Dataset extract:
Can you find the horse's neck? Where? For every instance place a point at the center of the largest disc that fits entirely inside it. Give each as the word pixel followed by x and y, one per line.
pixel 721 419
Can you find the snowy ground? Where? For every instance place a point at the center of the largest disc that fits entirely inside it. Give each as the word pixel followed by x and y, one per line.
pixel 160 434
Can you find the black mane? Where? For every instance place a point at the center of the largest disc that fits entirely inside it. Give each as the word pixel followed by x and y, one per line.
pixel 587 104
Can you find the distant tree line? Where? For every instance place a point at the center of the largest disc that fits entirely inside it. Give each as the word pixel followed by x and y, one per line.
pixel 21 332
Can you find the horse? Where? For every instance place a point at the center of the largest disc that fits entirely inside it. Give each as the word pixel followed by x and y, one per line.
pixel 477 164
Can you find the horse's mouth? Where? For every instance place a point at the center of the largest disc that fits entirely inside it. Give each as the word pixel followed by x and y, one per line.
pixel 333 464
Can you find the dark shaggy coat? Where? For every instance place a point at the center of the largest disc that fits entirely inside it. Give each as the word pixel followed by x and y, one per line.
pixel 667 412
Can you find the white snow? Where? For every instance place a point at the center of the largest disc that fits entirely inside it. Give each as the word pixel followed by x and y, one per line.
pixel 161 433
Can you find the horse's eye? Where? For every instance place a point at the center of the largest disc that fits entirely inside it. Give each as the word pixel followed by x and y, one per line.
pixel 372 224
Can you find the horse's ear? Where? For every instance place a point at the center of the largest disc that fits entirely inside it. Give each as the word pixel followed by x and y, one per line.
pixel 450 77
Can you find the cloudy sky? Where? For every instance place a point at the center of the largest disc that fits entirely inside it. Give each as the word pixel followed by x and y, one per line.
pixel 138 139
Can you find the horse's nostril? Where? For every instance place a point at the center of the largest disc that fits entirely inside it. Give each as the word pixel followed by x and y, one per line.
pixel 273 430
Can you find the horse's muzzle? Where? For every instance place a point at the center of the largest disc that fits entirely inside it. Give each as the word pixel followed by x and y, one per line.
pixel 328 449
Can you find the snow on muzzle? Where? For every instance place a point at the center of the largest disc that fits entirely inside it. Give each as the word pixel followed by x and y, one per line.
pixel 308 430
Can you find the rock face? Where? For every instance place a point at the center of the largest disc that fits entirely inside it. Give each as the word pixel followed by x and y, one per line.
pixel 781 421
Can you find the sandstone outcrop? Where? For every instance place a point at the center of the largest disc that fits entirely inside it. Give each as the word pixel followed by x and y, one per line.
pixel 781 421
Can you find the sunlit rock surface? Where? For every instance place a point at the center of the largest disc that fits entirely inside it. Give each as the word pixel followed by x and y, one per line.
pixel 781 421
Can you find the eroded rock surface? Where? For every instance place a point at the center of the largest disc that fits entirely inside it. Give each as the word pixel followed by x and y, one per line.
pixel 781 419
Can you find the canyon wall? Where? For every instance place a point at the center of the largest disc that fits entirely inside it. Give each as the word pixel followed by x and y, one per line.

==

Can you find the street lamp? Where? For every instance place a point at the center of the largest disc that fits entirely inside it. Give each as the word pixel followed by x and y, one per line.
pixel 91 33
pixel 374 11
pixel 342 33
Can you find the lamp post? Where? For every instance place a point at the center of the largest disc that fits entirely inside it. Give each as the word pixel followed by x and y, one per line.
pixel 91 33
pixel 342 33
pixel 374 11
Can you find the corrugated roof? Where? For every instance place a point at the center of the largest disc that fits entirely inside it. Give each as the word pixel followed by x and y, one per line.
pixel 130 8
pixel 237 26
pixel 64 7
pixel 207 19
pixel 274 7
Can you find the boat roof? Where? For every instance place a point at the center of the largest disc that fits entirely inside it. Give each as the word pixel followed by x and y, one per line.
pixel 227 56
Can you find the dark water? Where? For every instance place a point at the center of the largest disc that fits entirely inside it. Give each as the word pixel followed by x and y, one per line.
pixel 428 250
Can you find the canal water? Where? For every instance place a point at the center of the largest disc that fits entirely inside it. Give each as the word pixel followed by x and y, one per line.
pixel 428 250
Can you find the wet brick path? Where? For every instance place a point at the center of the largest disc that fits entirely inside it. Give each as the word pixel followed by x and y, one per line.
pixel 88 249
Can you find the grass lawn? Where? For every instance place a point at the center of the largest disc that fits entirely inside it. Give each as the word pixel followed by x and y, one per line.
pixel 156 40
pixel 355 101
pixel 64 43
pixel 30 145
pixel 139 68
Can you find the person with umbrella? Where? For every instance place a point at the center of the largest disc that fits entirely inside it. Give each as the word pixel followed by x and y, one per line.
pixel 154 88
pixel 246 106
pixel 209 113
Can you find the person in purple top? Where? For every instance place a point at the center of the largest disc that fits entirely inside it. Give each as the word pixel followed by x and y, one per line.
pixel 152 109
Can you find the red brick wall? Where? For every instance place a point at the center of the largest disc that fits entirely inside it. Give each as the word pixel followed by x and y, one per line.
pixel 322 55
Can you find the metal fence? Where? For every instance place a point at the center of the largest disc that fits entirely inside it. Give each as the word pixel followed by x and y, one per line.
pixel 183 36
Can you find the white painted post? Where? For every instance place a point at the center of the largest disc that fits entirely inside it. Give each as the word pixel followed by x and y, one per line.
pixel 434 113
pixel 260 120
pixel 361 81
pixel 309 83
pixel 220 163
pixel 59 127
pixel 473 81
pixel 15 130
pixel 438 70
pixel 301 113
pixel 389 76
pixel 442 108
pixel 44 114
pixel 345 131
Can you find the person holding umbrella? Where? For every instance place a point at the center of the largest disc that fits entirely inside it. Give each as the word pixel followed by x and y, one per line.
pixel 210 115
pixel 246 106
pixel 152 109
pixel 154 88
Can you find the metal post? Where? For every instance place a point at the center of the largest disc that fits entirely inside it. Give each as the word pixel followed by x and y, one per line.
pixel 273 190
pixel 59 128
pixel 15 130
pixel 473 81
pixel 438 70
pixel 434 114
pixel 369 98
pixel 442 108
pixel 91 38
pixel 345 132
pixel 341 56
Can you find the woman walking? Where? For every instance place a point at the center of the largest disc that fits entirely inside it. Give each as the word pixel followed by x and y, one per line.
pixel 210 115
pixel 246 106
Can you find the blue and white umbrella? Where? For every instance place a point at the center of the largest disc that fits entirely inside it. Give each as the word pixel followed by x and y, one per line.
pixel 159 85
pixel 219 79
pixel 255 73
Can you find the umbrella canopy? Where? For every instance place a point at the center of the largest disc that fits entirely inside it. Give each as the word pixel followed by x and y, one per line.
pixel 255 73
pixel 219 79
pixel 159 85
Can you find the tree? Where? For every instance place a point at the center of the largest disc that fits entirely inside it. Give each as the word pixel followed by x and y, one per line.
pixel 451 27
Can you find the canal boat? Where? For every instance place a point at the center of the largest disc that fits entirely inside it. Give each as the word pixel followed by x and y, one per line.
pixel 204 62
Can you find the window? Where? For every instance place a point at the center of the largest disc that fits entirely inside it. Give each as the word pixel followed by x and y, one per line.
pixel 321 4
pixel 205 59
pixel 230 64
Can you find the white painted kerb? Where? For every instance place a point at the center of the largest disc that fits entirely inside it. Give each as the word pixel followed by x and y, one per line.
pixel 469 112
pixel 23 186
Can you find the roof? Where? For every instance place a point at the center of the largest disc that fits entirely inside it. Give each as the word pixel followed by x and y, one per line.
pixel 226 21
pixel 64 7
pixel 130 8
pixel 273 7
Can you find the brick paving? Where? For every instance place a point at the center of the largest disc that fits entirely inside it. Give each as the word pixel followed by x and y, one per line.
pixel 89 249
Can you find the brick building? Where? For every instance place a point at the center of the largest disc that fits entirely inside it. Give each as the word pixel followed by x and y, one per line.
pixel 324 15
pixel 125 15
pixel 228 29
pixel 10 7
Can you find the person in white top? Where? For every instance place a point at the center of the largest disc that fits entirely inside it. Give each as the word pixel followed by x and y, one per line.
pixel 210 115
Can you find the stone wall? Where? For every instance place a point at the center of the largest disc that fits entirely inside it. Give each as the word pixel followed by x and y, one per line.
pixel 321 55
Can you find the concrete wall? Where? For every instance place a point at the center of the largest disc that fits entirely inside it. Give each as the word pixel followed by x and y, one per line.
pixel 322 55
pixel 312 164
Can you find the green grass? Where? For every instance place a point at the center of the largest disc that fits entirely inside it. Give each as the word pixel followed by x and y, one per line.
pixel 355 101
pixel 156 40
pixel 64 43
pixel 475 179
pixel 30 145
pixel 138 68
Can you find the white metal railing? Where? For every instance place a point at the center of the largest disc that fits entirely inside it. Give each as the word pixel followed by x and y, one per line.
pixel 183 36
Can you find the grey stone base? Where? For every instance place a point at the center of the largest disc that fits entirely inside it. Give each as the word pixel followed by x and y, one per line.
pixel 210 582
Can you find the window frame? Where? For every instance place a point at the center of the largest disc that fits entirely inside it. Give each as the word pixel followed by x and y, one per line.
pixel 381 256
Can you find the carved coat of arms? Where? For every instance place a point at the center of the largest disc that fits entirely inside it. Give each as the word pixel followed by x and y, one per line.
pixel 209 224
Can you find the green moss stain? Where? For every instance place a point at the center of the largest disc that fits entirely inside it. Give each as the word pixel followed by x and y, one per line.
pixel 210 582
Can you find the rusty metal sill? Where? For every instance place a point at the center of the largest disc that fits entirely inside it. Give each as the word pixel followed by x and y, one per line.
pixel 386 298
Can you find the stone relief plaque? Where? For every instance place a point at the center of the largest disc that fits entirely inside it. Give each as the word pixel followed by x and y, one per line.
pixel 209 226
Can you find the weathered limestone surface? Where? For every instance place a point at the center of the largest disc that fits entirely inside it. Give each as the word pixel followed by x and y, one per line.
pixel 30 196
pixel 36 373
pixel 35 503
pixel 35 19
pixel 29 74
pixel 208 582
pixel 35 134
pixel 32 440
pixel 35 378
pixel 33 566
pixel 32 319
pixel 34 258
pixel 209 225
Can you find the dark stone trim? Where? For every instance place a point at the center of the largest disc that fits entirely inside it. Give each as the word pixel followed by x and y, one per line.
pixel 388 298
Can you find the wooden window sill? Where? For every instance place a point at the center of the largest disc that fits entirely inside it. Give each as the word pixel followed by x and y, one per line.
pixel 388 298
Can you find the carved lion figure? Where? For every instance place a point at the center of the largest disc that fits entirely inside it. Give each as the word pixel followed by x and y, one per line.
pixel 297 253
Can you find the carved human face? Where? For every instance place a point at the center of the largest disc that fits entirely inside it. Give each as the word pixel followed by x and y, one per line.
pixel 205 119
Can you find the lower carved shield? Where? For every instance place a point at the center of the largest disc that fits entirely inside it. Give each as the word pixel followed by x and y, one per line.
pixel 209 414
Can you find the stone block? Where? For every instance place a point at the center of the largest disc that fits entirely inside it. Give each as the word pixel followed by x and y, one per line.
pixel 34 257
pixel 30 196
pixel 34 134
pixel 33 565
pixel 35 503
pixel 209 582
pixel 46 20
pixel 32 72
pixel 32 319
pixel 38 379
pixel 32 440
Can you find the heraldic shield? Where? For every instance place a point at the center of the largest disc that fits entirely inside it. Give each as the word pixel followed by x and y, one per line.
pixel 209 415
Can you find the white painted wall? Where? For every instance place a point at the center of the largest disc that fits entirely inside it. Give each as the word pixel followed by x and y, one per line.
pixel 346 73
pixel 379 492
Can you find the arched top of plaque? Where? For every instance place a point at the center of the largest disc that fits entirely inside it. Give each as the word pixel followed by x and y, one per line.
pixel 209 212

Your goal:
Start with the line above that contains "Can you find the sunlit" and stop after the line that contains "Can you find the canyon". Output those lines exactly, and only those.

Answer box:
Can you find the sunlit rock surface? Where? For every instance place a point at the center of the largest disc that fits entirely inside it. Give each as the word pixel followed by x and y, one per line.
pixel 781 421
Can you find the eroded rock surface? Where? For every instance place a point at the center of the largest disc that fits entirely inside it. Give each as the word pixel followed by x and y, one per line.
pixel 781 419
Can you find the canyon wall? Where? For every instance place a point at the center of the largest disc that fits entirely inside it. Give each as the word pixel followed by x and y, one per line.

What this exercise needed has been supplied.